Extracted data entries:
'''
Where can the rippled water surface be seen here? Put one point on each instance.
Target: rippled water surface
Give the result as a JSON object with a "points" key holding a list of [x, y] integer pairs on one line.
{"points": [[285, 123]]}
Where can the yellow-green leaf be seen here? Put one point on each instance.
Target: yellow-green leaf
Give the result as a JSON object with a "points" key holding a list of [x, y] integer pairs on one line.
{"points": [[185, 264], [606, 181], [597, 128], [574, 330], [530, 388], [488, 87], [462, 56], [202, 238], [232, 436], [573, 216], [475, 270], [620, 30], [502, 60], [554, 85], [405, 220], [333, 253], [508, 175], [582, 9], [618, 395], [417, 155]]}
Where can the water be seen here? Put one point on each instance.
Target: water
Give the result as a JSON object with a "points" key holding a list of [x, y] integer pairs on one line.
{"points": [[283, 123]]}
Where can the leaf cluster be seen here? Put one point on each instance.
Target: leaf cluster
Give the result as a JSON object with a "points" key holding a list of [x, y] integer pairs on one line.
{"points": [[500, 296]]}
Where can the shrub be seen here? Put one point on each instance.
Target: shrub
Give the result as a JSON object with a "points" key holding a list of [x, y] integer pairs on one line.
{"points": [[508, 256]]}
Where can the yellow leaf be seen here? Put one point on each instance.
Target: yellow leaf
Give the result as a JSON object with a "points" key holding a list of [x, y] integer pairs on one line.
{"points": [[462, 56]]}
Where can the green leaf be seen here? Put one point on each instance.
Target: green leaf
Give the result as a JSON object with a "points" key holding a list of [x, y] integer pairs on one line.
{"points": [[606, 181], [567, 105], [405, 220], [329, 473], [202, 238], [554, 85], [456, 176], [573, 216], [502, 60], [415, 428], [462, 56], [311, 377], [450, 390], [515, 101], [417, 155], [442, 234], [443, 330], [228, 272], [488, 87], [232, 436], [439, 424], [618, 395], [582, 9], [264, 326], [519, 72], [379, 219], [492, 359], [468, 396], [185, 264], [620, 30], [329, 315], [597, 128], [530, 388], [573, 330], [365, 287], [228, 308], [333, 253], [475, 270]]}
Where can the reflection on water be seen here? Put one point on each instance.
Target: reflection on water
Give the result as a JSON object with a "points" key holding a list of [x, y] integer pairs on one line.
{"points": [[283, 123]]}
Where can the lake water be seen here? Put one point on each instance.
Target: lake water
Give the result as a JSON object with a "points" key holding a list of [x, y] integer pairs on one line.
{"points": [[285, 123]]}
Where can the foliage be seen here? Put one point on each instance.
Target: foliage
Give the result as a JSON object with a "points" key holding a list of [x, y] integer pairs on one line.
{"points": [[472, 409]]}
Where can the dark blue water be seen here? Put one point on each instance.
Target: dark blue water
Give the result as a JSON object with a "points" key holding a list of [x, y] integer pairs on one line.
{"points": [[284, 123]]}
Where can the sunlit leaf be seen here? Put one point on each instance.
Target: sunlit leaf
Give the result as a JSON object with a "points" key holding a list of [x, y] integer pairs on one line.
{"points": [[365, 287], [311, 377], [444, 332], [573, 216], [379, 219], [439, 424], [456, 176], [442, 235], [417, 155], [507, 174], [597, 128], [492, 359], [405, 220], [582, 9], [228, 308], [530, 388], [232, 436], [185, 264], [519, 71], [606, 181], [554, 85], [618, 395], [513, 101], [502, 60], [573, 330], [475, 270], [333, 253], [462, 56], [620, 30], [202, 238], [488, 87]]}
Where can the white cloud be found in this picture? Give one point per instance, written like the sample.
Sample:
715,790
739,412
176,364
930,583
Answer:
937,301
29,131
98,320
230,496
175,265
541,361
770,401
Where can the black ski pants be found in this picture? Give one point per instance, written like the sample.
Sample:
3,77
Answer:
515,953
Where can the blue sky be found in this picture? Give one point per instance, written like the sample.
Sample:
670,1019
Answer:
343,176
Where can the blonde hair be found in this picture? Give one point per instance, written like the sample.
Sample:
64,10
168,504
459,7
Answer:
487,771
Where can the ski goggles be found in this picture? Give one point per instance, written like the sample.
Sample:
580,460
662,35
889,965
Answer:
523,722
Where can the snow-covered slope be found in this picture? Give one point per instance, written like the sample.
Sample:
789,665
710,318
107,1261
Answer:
'''
Convert everything from the line containing "Where can the black" down to the end of the records into a JSON list of strings, one string per line, leaving out blank lines.

[
  "Where can the black ski pants be found in this picture? Give one point per instance, written like the sample.",
  "Sample:",
  "3,77",
  "Answer:",
  "515,953",
  "Where can the blue sky be found in this picture? Give one point per instance, written like the sample.",
  "Sample:",
  "670,1019",
  "Answer:",
  "343,176",
  "Where can the blonde hair be found in this picture? Give one point per instance, written like the sample.",
  "Sample:",
  "64,10",
  "168,504",
  "459,7",
  "Answer:",
  "487,771",
  "Where can the ski goggles be found in this picture? Give one point per instance, written like the sample.",
  "Sample:",
  "580,460",
  "662,35",
  "889,965",
  "Answer:",
  "523,722",
  "Where can the snow-covered slope be found in this picture? Give one point per instance, written like the sample.",
  "Sample:",
  "789,665",
  "710,318",
  "107,1261",
  "Answer:"
]